— Start —

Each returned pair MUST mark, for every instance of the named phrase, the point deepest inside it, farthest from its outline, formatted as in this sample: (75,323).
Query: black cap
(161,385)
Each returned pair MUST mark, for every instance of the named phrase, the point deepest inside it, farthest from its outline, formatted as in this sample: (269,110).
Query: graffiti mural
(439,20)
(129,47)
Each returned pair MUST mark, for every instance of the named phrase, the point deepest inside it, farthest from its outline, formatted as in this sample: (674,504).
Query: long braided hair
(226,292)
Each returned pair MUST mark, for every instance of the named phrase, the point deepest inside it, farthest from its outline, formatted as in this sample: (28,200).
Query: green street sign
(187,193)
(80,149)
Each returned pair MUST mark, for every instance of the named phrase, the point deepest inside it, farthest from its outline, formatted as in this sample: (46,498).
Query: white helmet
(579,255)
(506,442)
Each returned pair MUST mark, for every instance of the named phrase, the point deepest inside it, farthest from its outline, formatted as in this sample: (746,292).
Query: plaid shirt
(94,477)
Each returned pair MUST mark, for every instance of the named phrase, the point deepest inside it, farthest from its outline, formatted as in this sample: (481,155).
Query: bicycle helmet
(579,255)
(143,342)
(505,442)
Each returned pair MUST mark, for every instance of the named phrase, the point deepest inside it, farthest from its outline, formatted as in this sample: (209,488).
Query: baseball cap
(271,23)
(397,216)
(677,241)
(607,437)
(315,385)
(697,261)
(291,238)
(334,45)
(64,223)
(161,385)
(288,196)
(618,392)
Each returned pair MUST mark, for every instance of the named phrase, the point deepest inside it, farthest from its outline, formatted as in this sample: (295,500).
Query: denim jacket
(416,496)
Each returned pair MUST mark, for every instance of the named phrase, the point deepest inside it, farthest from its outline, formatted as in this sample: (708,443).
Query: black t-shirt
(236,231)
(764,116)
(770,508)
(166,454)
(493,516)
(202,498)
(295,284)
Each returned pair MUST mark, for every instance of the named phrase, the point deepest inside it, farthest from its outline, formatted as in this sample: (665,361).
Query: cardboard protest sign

— End —

Set exercise
Update the listing above from the line containing "this sample: (295,500)." through the end of the listing, changing "denim jacket" to "leather jacket" and keeping everything else the same. Output only those lines.

Output below
Each returned pair MUST mark, for every instance of the named phrase, the point deepest inside it, farthest from its outline, formatted as in this sample: (295,500).
Query: leather jacket
(416,496)
Each returned pair MUST mark, for every instance of the named phrase, the point deepest inside it, farthest from its outline, formatted as in this sample: (708,443).
Query: black t-shirt
(236,231)
(764,116)
(770,508)
(166,454)
(493,516)
(202,498)
(295,284)
Each returned pair MUST mark, for every instance of the named phrase, the point deepest inside it, farthest from its outline, formatted as in this sample: (665,361).
Query: cardboard protest sign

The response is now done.